---- Текст упражнения

В сентябре 1938 года супруги Дали приезжают на виллу знаменитой Коко Шанель в Рокенбрюне. Сентябрь 1938 года памятен в европейской истории подписанием позорного Мюнхенского соглашения. Трусливые и недальновидные политики в очередной раз умиротворили Гитлера, отдав ему на растерзание Чехословакию, но любой трезвомыслящий человек видел, не говоря о политических аналитиках, что аппетит у фюрера зверский, ему одной Чехословакии будет мало. Неустойчивая политическая погода в Европе менялась к худшему и предвещала неизбежную грозу. Боши, как называли французы немцев, вновь стали пугалом континента.

--------
---- Имеющиеся данные

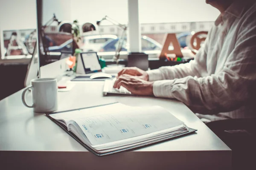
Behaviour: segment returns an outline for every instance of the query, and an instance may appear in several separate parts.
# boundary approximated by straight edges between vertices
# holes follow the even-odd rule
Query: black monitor
[[[74,51],[70,14],[65,14],[55,1],[37,0],[38,37],[40,66],[52,63],[62,58],[62,54]]]

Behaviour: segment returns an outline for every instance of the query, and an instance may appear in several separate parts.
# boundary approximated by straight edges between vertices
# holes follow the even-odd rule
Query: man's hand
[[[144,80],[138,76],[124,74],[116,79],[113,87],[119,89],[122,86],[133,94],[140,96],[153,96],[153,82]]]
[[[148,81],[148,75],[147,72],[137,67],[126,67],[118,73],[117,76],[119,76],[124,74],[138,76],[140,79]]]

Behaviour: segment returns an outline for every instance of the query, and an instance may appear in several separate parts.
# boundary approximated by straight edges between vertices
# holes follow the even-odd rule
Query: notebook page
[[[132,107],[120,103],[53,114],[75,121],[92,145],[156,132],[183,123],[159,106]]]

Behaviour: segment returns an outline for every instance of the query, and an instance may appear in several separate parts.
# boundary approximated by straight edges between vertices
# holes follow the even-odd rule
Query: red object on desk
[[[67,88],[67,86],[66,85],[58,85],[58,88]]]

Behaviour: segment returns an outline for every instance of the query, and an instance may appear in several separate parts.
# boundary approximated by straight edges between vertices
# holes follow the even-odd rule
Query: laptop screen
[[[101,72],[101,67],[97,52],[82,53],[80,55],[85,74]]]

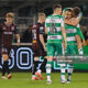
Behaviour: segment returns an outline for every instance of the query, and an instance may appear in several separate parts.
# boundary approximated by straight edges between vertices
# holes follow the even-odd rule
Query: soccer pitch
[[[12,79],[0,79],[0,88],[88,88],[88,73],[74,73],[70,84],[61,84],[59,73],[52,73],[52,84],[44,80],[31,80],[31,73],[13,73]],[[0,74],[1,76],[1,74]]]

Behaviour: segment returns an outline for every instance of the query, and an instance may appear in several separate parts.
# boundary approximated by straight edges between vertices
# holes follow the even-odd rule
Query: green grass
[[[0,88],[88,88],[88,74],[74,73],[70,84],[61,84],[59,73],[52,74],[52,84],[46,84],[46,75],[43,74],[44,80],[31,80],[31,73],[13,73],[12,79],[0,79]],[[1,74],[0,74],[1,76]]]

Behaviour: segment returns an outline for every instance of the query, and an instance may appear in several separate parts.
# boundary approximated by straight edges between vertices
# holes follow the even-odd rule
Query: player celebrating
[[[82,44],[85,45],[85,37],[81,33],[80,26],[79,26],[79,20],[80,20],[80,9],[78,7],[75,7],[73,10],[73,16],[70,20],[65,20],[66,24],[73,25],[73,26],[77,26],[77,34],[76,34],[76,41],[77,41],[77,45],[78,45],[78,52],[80,55],[84,54],[82,52]],[[82,40],[82,44],[81,44],[81,40]]]
[[[8,79],[12,77],[9,69],[9,57],[10,51],[12,47],[12,35],[15,34],[18,38],[18,45],[20,45],[20,35],[18,34],[16,26],[13,24],[14,13],[9,12],[6,15],[6,22],[1,23],[0,32],[2,33],[2,57],[3,57],[3,65],[2,65],[2,79],[7,79],[4,76],[8,73]]]
[[[40,56],[46,56],[46,46],[44,43],[44,22],[45,22],[45,14],[38,13],[38,21],[33,26],[32,34],[33,34],[33,53],[34,53],[34,66],[32,72],[32,80],[37,80],[38,77],[43,79],[43,76],[41,74],[42,69],[44,68],[43,65],[46,63],[46,57],[44,58],[44,62],[42,63],[41,68],[37,70],[37,66],[40,63]],[[37,70],[37,72],[36,72]],[[36,77],[38,76],[38,77]]]
[[[66,48],[66,32],[64,26],[64,21],[62,18],[62,6],[56,4],[53,7],[53,14],[48,15],[45,21],[45,32],[47,33],[47,64],[46,64],[46,75],[47,84],[51,84],[51,69],[52,61],[55,52],[57,55],[63,54],[62,43],[64,43],[64,48]],[[64,65],[62,65],[64,67]],[[62,70],[64,72],[64,70]],[[65,80],[65,77],[63,77]]]
[[[65,20],[70,20],[73,16],[73,10],[67,9],[66,14],[65,14]],[[67,55],[75,55],[76,54],[76,33],[77,33],[77,28],[73,25],[65,24],[66,29],[66,36],[67,36]],[[73,62],[73,61],[72,61]],[[73,74],[73,63],[68,63],[69,67],[67,69],[68,76],[67,76],[67,82],[70,82],[70,77]]]

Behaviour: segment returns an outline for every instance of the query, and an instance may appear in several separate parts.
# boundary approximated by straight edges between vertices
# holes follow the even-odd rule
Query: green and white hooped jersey
[[[67,45],[76,44],[75,35],[77,33],[77,28],[65,24],[66,36],[67,36]]]
[[[63,10],[63,14],[62,14],[62,15],[63,15],[64,18],[65,18],[65,12],[66,12],[67,9],[72,9],[72,8],[65,8],[65,9]],[[77,16],[77,19],[80,21],[81,18],[82,18],[82,12],[80,11],[79,14],[78,14],[78,16]]]
[[[45,26],[47,29],[47,43],[61,42],[63,40],[62,26],[64,26],[64,21],[62,15],[50,15],[46,18]]]

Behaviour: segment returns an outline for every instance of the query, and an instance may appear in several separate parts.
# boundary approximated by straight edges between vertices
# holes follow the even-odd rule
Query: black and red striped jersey
[[[9,47],[12,45],[13,34],[18,34],[16,26],[12,23],[11,25],[6,24],[6,22],[0,24],[0,32],[2,35],[2,46]]]

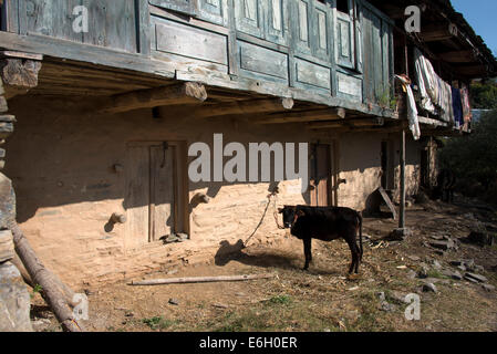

--------

- Задания -
A) Выпишите все имена собственные людей, упомянутых в тексте упражнения.
B) Определите, соответствуют ли тексту упражнения утверждения (i) «Супруги Дали приехали на виллу Коко Шанель в сентябре 1938 года», (ii) «По Мюнхенскому соглашению Гитлеру отдали Польшу» и (iii) «Бошами французы называли немцев». Каждый ответ подтвердите точной цитатой.
Перечень здесь не используется.

- Ответы -
A) Дали, Коко Шанель, Гитлер.

B)
(i) Да: «В сентябре 1938 года супруги Дали приезжают на виллу знаменитой Коко Шанель в Рокенбрюне».
(ii) Нет: «отдав ему на растерзание Чехословакию».
(iii) Да: «Боши, как называли французы немцев».